**TEXT PROVIDED**
— BEGIN —

FISHTRAP HOLLOW, Miss. —
Mary Grace, whose name fits, has been coming to this old house since she had baby teeth and wore clothes her mother chose.
She’s headed to Ole Miss in the fall, with her blond good looks, lithe and long legs and academic scholarship. I find it hard to believe.
Just yesterday this kid used to play in my branch, or eat hot dogs on the porch while the grownups solved the world’s problems. She has slept on quilts on the floor here, or fallen asleep in her father’s lap as Christmas carols evolved into late-night rock and roll.
She turned out exceedingly well, despite my occasional influence.
Last fall Mary Grace told me about a high-school senior project she wanted to tackle. She was to participate in National Novel Writing Month, something devised to promote literacy among teens. Sounded good so far.
The goal was to write 50,000 words in one month, roughly 1,667 words per day. If you don’t think that’s a lot of words, try it one day. Then try it again the next day.
This wasn’t to be written in that pidgin Latin that teens use to text, either, but correct language and complete sentences.

— END —

**TASK REQUIREMENTS**
1. Render this sentence from the column about Mary Grace into Spanish: "She turned out exceedingly well, despite my occasional influence."
2. Reproduce, without any change, everything in the listing from the line containing "Task: point to the damaged" down to the end of the listing, including both of those lines.

**RECORDED DATA**

— BEGIN —

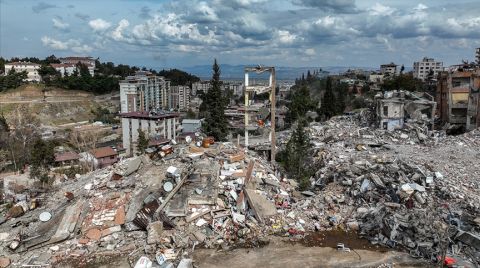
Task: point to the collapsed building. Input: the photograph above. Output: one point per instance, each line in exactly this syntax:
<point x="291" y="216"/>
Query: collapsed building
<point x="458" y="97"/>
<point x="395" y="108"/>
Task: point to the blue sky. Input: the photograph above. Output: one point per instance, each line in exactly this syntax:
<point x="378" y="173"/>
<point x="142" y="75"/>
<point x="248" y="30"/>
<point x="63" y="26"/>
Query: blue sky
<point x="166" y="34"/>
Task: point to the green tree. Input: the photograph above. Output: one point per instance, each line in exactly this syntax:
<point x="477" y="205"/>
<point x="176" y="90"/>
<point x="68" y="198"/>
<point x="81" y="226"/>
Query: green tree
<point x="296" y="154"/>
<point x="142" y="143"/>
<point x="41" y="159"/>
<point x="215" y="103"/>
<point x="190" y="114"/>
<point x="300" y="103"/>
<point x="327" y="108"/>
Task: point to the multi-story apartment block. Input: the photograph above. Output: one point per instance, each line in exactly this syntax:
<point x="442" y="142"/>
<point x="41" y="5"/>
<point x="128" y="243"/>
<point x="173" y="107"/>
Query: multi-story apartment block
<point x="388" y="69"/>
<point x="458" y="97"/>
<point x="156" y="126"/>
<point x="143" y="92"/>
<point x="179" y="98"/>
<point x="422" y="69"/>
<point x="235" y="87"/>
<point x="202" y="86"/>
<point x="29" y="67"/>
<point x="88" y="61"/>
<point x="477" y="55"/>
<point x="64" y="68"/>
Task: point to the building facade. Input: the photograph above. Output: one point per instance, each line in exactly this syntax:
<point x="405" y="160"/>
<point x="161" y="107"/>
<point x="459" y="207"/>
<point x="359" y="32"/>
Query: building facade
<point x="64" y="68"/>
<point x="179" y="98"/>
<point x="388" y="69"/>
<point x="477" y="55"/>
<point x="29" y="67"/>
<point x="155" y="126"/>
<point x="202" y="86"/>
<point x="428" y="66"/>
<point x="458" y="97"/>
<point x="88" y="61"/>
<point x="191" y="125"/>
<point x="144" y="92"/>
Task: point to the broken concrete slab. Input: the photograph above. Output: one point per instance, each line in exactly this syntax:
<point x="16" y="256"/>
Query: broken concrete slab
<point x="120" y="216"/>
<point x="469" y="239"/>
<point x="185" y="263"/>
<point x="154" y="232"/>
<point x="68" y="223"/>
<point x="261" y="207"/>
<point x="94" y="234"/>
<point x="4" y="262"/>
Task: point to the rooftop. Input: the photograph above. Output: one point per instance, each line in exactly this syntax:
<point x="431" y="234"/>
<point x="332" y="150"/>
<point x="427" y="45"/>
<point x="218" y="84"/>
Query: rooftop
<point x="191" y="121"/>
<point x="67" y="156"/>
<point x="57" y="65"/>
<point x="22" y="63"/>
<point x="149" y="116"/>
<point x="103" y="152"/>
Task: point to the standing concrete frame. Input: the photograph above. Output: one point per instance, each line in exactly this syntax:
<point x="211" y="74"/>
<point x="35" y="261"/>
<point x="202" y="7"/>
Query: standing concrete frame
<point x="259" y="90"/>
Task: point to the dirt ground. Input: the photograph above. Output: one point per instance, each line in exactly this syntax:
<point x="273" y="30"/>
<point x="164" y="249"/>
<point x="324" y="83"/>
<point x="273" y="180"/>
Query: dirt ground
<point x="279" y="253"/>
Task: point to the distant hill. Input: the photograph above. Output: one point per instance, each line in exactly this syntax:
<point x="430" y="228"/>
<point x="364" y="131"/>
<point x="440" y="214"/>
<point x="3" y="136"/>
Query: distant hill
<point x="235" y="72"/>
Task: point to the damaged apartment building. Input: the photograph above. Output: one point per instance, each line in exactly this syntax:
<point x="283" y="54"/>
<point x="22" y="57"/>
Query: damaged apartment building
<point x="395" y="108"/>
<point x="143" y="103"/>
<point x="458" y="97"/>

— END —

**TASK-BY-TASK OUTPUTS**
1. Salió excepcionalmente bien, a pesar de mi ocasional influencia.

2.
Task: point to the damaged apartment building. Input: the photograph above. Output: one point per instance, each line in exactly this syntax:
<point x="283" y="54"/>
<point x="22" y="57"/>
Query: damaged apartment building
<point x="395" y="108"/>
<point x="143" y="103"/>
<point x="458" y="97"/>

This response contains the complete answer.